Fragmento del texto |
De acuerdo con mi hipótesis de trabajo, volví a DC y empecé a tener citas de nuevo. Aun así, no podía descartar la idea del sacerdocio. Ese verano salí con un montón de chicas católicas atractivas e interesantes, pero nada cuajó. Soy una persona bastante sociable, y aunque había tenido novias serias en el pasado y siempre me había sentido cómodo en las citas, no podía quitarme el peso del discernimiento. Era como si, a medida que seguía rezando por mi discernimiento, me sintiera cada vez más desconectado emocional e intelectualmente de las chicas con las que salía. También empecé a pensar mucho en el hecho de que, aunque había estado saliendo, habían pasado varios años desde la última vez que había tenido novia -cuanto más pensaba en ello, más extraño me parecía, ya que no soy socialmente inepto ni dramáticamente poco atractivo- y no podía evitar atribuirle algún significado. En cualquier caso, la gota que colmó el vaso ocurrió a principios de otoño. Invité a salir a una chica muy guapa en una fiesta y recuerdo que pensé: «Sí, esta chica encaja a la perfección»; era guapa, divertida, una católica seria y al principio me enamoré de ella. Tardó unas tres semanas en esfumarse. Recuerdo que le di un beso al final de una cita y pensé: «Eso no estuvo bien, no debería haberlo hecho», pero me di cuenta de que no era una acción intrínsecamente inapropiada, simplemente no me pareció bien. No sé si esta chica percibió algo del conflicto o simplemente decidió que no estaba interesada en mí, pero en cualquier caso me salvó de tener que romper. Yo estaba realmente en crisis en ese momento, pero todavía no había recibido ninguna de las señales dramáticas que quería de Dios para mostrarme que estaba llamado al sacerdocio en lugar de la vida matrimonial.

Ejercicio breve A | Explica, según el fragmento sobre el discernimiento, por qué a quien narra le parecía cada vez más extraño llevar varios años sin novia. Responde en una o dos oraciones.

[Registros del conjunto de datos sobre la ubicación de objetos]

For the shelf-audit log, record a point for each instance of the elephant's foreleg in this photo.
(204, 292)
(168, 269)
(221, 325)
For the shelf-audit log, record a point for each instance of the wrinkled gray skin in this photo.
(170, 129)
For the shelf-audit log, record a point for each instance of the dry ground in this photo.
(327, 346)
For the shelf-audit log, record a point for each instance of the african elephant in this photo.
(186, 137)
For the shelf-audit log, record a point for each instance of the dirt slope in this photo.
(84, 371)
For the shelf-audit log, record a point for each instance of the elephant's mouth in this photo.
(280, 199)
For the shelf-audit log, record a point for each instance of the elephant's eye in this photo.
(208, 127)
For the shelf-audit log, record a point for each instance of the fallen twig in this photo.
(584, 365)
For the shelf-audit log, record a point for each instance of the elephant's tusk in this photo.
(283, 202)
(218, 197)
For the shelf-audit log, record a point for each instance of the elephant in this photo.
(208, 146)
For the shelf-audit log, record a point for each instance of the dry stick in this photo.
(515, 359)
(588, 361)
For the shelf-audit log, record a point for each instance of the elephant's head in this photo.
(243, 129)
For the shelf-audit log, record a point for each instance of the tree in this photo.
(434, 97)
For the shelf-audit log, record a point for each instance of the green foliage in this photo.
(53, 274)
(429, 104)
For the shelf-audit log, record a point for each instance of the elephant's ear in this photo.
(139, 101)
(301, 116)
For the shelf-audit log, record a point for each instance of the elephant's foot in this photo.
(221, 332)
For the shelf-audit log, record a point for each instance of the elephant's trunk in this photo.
---
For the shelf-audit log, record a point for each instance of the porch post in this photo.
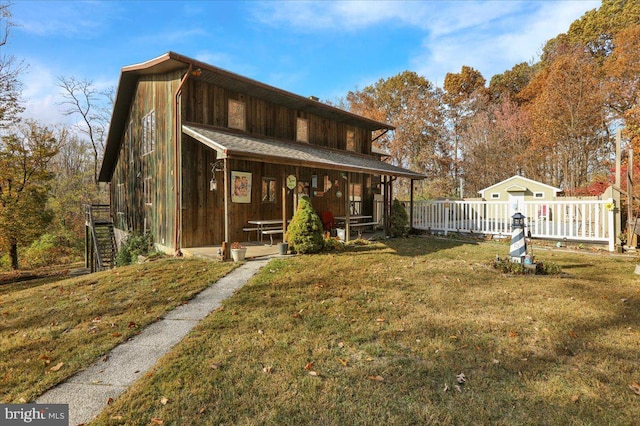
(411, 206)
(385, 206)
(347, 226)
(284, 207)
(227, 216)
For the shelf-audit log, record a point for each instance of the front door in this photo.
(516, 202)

Ejercicio breve B | Pasa a una tabla Markdown con las columnas Nº y Entrada las entradas que van desde la línea que contiene "ground in this photo." hasta la línea que contiene "trunk in this photo.", ambas incluidas, y omite las líneas en blanco.

Respuesta del ejercicio A | Le parecía extraño porque no es socialmente inepto ni dramáticamente poco atractivo.

Respuesta del ejercicio B |
| Nº | Entrada |
|---|---|
| 1 | For the shelf-audit log, record a point for each instance of the dry ground in this photo. |
| 2 | (327, 346) |
| 3 | For the shelf-audit log, record a point for each instance of the african elephant in this photo. |
| 4 | (186, 137) |
| 5 | For the shelf-audit log, record a point for each instance of the dirt slope in this photo. |
| 6 | (84, 371) |
| 7 | For the shelf-audit log, record a point for each instance of the elephant's mouth in this photo. |
| 8 | (280, 199) |
| 9 | For the shelf-audit log, record a point for each instance of the elephant's eye in this photo. |
| 10 | (208, 127) |
| 11 | For the shelf-audit log, record a point for each instance of the fallen twig in this photo. |
| 12 | (584, 365) |
| 13 | For the shelf-audit log, record a point for each instance of the elephant's tusk in this photo. |
| 14 | (283, 202) |
| 15 | (218, 197) |
| 16 | For the shelf-audit log, record a point for each instance of the elephant in this photo. |
| 17 | (208, 146) |
| 18 | For the shelf-audit log, record a point for each instance of the dry stick in this photo. |
| 19 | (515, 359) |
| 20 | (588, 361) |
| 21 | For the shelf-audit log, record a point for each instance of the elephant's head in this photo. |
| 22 | (243, 129) |
| 23 | For the shelf-audit log, record a point for each instance of the tree in this photo. |
| 24 | (434, 97) |
| 25 | For the shelf-audit log, record a point for each instance of the green foliage in this photo. |
| 26 | (53, 274) |
| 27 | (429, 104) |
| 28 | For the shelf-audit log, record a point for each instance of the elephant's ear in this photo. |
| 29 | (139, 101) |
| 30 | (301, 116) |
| 31 | For the shelf-audit log, record a point for each instance of the elephant's foot in this photo. |
| 32 | (221, 332) |
| 33 | For the shelf-audit log, record a point for each instance of the elephant's trunk in this photo. |